Requirements => Begin at the line of the records that has "instance, sample <point>420,155</point>." and stop after the line that has "<point>776,68</point>", writing out only those lines, requests included. Multiply each coordinate in the answer points by 2.05 and round to whole numbers with halves going up, leaving the sample points in the requests unchanged.

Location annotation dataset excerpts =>
..........

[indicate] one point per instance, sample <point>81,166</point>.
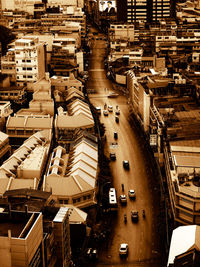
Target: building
<point>24,125</point>
<point>5,112</point>
<point>8,65</point>
<point>21,239</point>
<point>62,237</point>
<point>25,167</point>
<point>184,247</point>
<point>71,175</point>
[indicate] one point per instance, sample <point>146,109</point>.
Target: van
<point>110,108</point>
<point>117,119</point>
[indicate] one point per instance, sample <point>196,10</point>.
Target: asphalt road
<point>142,237</point>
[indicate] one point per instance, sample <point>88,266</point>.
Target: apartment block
<point>21,239</point>
<point>62,84</point>
<point>68,127</point>
<point>133,11</point>
<point>122,32</point>
<point>71,175</point>
<point>62,237</point>
<point>5,112</point>
<point>25,125</point>
<point>30,61</point>
<point>140,100</point>
<point>24,168</point>
<point>184,246</point>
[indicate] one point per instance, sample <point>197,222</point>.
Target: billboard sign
<point>107,6</point>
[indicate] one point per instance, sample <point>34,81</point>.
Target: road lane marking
<point>96,70</point>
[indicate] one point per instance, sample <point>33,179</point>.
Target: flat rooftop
<point>16,222</point>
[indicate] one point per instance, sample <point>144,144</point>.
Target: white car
<point>117,112</point>
<point>105,112</point>
<point>123,250</point>
<point>123,199</point>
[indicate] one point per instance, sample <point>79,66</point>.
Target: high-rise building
<point>133,11</point>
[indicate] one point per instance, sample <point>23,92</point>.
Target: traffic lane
<point>124,151</point>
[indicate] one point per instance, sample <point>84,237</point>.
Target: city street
<point>142,237</point>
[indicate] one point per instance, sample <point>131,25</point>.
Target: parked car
<point>112,156</point>
<point>117,112</point>
<point>98,109</point>
<point>126,164</point>
<point>110,108</point>
<point>115,135</point>
<point>91,253</point>
<point>123,199</point>
<point>116,119</point>
<point>123,249</point>
<point>134,216</point>
<point>131,193</point>
<point>105,112</point>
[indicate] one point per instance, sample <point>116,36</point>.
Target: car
<point>123,249</point>
<point>126,164</point>
<point>134,216</point>
<point>98,109</point>
<point>116,119</point>
<point>110,108</point>
<point>117,112</point>
<point>112,156</point>
<point>113,95</point>
<point>105,112</point>
<point>123,199</point>
<point>131,193</point>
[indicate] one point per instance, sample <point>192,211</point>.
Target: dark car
<point>112,156</point>
<point>134,216</point>
<point>126,164</point>
<point>115,135</point>
<point>91,253</point>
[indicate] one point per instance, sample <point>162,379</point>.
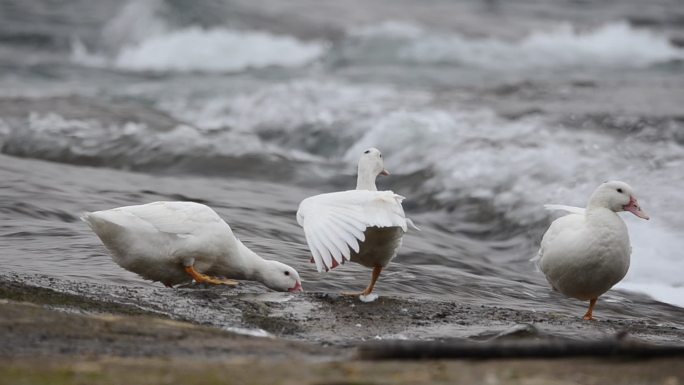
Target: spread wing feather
<point>334,223</point>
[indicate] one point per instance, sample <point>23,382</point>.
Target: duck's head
<point>371,163</point>
<point>617,196</point>
<point>281,277</point>
<point>370,166</point>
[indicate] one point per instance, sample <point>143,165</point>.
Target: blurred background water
<point>484,110</point>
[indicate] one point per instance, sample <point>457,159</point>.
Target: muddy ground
<point>53,336</point>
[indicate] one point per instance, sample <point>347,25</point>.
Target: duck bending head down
<point>365,226</point>
<point>587,252</point>
<point>177,242</point>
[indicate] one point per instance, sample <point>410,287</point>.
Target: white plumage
<point>365,226</point>
<point>585,253</point>
<point>335,224</point>
<point>160,241</point>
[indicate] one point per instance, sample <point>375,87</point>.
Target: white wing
<point>173,218</point>
<point>564,224</point>
<point>334,223</point>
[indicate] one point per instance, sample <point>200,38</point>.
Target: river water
<point>484,111</point>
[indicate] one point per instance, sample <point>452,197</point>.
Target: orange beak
<point>297,288</point>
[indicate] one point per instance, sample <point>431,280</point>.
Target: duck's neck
<point>601,216</point>
<point>365,180</point>
<point>249,264</point>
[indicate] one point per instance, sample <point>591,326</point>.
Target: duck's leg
<point>203,278</point>
<point>589,316</point>
<point>374,278</point>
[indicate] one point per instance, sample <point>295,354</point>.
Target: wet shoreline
<point>57,337</point>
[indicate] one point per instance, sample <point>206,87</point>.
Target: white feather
<point>334,223</point>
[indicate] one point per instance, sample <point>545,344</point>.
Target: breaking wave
<point>614,44</point>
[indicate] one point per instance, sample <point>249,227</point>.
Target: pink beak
<point>297,288</point>
<point>634,208</point>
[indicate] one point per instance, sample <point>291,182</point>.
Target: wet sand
<point>55,337</point>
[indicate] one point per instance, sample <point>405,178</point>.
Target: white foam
<point>657,265</point>
<point>206,50</point>
<point>611,45</point>
<point>368,298</point>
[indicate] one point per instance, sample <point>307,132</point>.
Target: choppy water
<point>484,111</point>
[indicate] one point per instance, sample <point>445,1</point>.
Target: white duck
<point>585,253</point>
<point>176,242</point>
<point>364,225</point>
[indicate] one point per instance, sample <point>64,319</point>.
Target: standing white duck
<point>176,242</point>
<point>365,226</point>
<point>585,253</point>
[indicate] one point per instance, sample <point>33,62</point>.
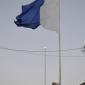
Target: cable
<point>40,51</point>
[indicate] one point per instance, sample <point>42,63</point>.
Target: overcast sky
<point>21,68</point>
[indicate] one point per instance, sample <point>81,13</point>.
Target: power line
<point>74,49</point>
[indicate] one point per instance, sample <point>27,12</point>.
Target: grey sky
<point>20,68</point>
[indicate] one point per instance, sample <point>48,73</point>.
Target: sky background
<point>23,68</point>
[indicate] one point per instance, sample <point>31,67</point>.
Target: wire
<point>39,51</point>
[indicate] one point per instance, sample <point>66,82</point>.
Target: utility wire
<point>39,51</point>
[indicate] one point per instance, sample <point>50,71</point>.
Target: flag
<point>30,16</point>
<point>40,12</point>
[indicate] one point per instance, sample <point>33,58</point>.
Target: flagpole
<point>45,76</point>
<point>59,39</point>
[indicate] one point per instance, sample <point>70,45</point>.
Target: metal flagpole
<point>59,37</point>
<point>45,65</point>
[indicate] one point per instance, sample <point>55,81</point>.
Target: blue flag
<point>30,16</point>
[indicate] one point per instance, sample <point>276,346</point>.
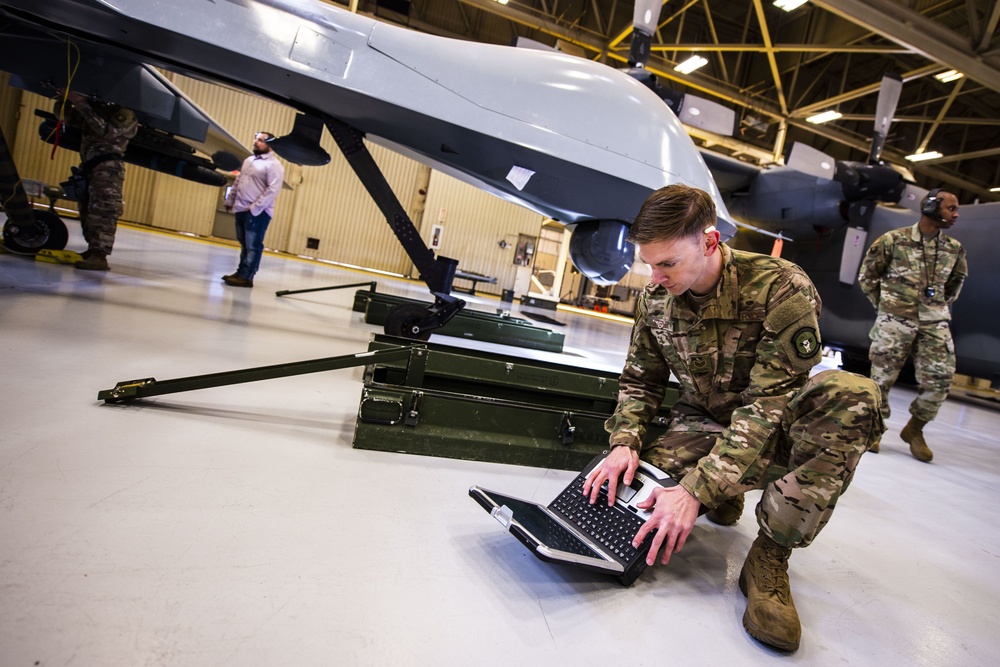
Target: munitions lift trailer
<point>411,319</point>
<point>27,231</point>
<point>427,399</point>
<point>436,400</point>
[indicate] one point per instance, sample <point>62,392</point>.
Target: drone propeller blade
<point>888,98</point>
<point>645,17</point>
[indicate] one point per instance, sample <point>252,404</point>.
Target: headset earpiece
<point>931,205</point>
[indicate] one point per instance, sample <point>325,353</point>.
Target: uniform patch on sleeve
<point>806,342</point>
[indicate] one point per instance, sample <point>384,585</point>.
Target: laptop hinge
<point>503,514</point>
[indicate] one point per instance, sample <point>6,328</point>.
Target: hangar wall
<point>327,204</point>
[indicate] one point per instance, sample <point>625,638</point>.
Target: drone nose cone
<point>601,251</point>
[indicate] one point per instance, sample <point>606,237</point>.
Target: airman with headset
<point>912,276</point>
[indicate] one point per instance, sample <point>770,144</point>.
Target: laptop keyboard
<point>612,527</point>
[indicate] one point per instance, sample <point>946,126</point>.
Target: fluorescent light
<point>789,5</point>
<point>919,157</point>
<point>824,117</point>
<point>949,76</point>
<point>691,64</point>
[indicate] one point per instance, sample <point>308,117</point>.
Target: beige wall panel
<point>333,206</point>
<point>475,223</point>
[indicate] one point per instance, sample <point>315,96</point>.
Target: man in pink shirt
<point>252,199</point>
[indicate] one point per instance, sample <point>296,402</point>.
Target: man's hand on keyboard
<point>619,460</point>
<point>674,513</point>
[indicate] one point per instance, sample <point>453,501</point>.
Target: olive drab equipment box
<point>481,406</point>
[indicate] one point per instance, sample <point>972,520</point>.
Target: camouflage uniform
<point>895,275</point>
<point>107,129</point>
<point>749,416</point>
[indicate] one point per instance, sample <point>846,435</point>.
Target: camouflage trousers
<point>930,343</point>
<point>805,466</point>
<point>101,208</point>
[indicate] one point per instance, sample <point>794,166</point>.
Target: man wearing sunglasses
<point>252,199</point>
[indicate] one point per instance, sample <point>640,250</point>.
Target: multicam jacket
<point>739,359</point>
<point>900,267</point>
<point>106,128</point>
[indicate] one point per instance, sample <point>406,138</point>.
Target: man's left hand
<point>674,513</point>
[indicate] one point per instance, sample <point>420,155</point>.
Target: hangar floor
<point>237,525</point>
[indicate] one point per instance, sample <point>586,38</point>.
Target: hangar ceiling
<point>776,68</point>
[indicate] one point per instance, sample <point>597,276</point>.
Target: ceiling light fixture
<point>789,5</point>
<point>824,117</point>
<point>920,157</point>
<point>949,76</point>
<point>691,64</point>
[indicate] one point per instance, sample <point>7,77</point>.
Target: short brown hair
<point>673,212</point>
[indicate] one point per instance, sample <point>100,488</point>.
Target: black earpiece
<point>931,205</point>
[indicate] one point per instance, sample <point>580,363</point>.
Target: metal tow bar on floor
<point>371,288</point>
<point>134,389</point>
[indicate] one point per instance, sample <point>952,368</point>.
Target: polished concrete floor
<point>238,526</point>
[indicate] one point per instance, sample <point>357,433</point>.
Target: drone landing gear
<point>26,231</point>
<point>46,232</point>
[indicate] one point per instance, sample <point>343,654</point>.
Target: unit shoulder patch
<point>806,342</point>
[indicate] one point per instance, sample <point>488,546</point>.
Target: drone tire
<point>48,233</point>
<point>401,321</point>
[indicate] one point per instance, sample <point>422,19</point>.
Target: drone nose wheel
<point>403,321</point>
<point>48,232</point>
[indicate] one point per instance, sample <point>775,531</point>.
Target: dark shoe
<point>770,616</point>
<point>913,435</point>
<point>728,513</point>
<point>96,261</point>
<point>237,281</point>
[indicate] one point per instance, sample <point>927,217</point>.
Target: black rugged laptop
<point>571,530</point>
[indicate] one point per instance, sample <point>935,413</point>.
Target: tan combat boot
<point>728,513</point>
<point>913,434</point>
<point>770,615</point>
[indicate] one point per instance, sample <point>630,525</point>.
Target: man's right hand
<point>620,460</point>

..........

Exercise answer =>
[indicate] one point per instance, sample <point>420,155</point>.
Target: hangar floor
<point>486,1076</point>
[indicate] one point per instance, sample <point>586,38</point>.
Target: hangar ceiling
<point>1591,139</point>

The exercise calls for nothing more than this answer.